• Task item: Using the text on chronic wasting disease in deer, restate the paragraph that opens "Duren took his particular stewardship approach" as a brief bulleted list of its main facts.

It's worth noting that, at present, no deer/elk-to-human transmission has ever been recorded by any state agencies, nor by the United States Center for Disease Control

However, CWD is affecting Wisconsin's white-tail deer population, as well as white-tail, mule deer, and elk herds across the United States and Canada. And while other diseases don't always kill a subject, CWD does. Every. Single. Time.

As such, though white-tail deer remain the best case study for the North American Model of Wildlife Conservation—going from near-extinction to the current most-hunted animal thanks to exponential population growth—that all has the potential to unravel thanks to CWD. That's why Duren manages his herd in the way he does, as well as preaching atop his pulpit about why testing—and sending off that testing to Wisconsin's DNR to analyze—is so important. 

"That disease [CWD] was discovered here 22 years ago and since has become more and more prevalent and spread," Doug tells me, adding, "For 10-ish years, the DNR had a plan and a program in place to control it, including more aggressive hunting, being able to hunt with a gun on your own property or even on public land during earlier seasons like during the rut and all of that, liberal tags, which we still have, but also a thing called earn a buck where you had to shoot a doe before you could shoot a buck."

Those, however, were either struck down in the intervening years, or else hunters just didn't adopt those methods. And that's even with the fact that when you purchase a hunting license in Wisconsin, you get one buck tag, plus four doe tags, all for the low-low price of $100 for a non-resident. By comparison, my own resident buck tag in Utah was $46 and only included said buck. [No does, and we aren't talking OTC stay-awake medication.]

FWIW, actual Wisconsin residents get even better benefits and hunting privileges.  

Duren took his particular stewardship approach to land management and, seeing CWD as the plague that it is, manages his herd differently than others around him. As such, it's based on more aggressive deer herd management, which includes more does taken off the landscape through his now annual Doe Derby. There's also strict testing for CWD done for every single deer taken off his farm.

Thanks to these tactics, combined with evangelizing to his neighbors about the importance of management and testing, the deer herd in his area is not only still healthy, but its prevalence of CWD hasn't risen, unlike other areas.

"Chronic wasting disease has an effect on the resource that, if left alone or not controlled, the prevalence increases, the disease spreads, and you'll see a younger herd because deer don't get as old and the population will decline, and that's what's beginning to happen around here south of us," Duren states. Then, he counters, "Here we still have a robust herd."

He tells our group, "We killed 47 deer on this property last year. The year before we killed 42. The year before that it was like 35. So, we're killing routinely half and two-thirds of the deer that are supposedly on here, yet every year we're able to do it again. Which tells me there were more deer in this area than that and nature abhors a vacuum. As soon as you make space, more deer move in."

(Records from a collection)
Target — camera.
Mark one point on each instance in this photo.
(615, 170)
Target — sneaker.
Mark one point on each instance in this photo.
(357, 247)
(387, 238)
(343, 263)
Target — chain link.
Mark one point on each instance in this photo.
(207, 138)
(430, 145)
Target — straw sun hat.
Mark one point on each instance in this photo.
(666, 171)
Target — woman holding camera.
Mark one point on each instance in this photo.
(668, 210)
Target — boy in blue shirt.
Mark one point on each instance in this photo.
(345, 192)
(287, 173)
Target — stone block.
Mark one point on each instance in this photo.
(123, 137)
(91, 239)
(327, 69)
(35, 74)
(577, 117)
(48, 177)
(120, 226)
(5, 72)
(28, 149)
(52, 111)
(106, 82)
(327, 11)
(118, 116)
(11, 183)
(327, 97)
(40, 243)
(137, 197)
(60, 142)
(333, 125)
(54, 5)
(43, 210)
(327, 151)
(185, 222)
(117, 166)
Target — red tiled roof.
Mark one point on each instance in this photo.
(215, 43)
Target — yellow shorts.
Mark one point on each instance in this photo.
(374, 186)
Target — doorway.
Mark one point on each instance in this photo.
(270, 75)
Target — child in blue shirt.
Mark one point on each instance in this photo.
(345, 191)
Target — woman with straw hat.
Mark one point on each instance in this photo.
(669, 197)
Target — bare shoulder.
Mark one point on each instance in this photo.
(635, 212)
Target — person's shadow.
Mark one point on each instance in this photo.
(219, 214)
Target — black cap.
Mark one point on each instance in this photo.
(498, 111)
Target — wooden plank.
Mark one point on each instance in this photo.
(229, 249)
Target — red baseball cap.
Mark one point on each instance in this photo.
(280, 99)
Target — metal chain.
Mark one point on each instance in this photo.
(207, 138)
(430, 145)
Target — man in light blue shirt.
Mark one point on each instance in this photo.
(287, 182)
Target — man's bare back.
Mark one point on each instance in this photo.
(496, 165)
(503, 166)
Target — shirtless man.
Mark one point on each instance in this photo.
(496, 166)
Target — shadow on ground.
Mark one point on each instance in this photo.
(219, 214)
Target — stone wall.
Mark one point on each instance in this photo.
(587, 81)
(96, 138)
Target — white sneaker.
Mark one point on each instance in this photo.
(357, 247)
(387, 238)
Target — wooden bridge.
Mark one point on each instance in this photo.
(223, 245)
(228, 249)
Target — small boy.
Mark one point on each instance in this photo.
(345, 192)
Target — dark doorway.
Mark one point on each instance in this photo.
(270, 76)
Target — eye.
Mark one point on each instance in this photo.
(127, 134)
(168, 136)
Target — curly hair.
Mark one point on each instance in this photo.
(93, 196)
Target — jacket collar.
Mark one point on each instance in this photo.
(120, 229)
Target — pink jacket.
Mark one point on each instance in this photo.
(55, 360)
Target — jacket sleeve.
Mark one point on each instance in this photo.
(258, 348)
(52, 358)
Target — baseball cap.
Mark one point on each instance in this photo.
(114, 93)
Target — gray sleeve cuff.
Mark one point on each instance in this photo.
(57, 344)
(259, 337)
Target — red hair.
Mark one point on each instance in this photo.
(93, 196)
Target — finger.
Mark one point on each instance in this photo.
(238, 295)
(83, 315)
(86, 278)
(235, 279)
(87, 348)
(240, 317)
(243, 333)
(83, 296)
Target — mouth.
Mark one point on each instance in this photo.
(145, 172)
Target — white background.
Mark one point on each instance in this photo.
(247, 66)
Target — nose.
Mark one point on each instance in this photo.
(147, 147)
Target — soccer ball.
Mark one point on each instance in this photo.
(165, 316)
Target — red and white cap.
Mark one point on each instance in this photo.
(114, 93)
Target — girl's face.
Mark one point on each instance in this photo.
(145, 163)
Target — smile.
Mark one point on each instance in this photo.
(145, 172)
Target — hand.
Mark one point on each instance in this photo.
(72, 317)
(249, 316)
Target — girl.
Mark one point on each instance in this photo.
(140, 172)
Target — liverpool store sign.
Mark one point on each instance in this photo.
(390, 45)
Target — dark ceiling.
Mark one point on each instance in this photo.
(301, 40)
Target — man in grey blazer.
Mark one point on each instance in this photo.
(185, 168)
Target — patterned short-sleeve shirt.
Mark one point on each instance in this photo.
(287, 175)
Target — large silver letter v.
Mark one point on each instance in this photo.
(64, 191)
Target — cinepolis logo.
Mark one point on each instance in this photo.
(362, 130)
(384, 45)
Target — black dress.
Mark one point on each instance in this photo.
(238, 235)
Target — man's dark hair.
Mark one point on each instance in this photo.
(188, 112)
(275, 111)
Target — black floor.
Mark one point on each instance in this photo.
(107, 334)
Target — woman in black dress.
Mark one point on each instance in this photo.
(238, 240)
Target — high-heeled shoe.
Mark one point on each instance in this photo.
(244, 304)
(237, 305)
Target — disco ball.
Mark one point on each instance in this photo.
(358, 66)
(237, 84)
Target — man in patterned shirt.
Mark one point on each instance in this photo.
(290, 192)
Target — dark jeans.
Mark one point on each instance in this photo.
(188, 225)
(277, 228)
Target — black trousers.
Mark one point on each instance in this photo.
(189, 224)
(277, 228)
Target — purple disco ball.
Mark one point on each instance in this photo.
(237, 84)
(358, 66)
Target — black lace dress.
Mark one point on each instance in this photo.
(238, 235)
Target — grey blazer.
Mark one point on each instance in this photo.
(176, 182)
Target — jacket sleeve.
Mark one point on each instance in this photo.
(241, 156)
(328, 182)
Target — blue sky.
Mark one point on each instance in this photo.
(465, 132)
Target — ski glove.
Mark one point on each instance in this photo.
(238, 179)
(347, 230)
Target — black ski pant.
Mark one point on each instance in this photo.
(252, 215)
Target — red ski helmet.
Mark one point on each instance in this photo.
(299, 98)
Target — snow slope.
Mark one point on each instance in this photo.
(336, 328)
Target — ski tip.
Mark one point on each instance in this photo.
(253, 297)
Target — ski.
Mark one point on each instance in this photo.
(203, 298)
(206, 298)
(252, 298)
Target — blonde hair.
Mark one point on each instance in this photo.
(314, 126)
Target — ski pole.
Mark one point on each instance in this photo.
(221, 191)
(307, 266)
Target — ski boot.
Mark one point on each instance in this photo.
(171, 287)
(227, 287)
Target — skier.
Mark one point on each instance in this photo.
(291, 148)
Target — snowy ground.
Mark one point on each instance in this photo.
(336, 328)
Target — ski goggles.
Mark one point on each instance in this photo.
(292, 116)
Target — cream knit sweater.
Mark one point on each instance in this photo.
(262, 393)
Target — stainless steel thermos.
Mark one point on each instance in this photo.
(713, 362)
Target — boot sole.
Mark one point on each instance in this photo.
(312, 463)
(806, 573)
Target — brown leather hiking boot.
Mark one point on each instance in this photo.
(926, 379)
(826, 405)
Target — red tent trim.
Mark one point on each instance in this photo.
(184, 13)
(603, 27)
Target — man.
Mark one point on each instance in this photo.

• Finished exercise:
- Duren sees CWD as a plague and manages his herd differently from others around him.
- His approach rests on more aggressive deer herd management.
- More does are taken off the landscape through his now annual Doe Derby.
- Every deer taken off his farm undergoes strict CWD testing.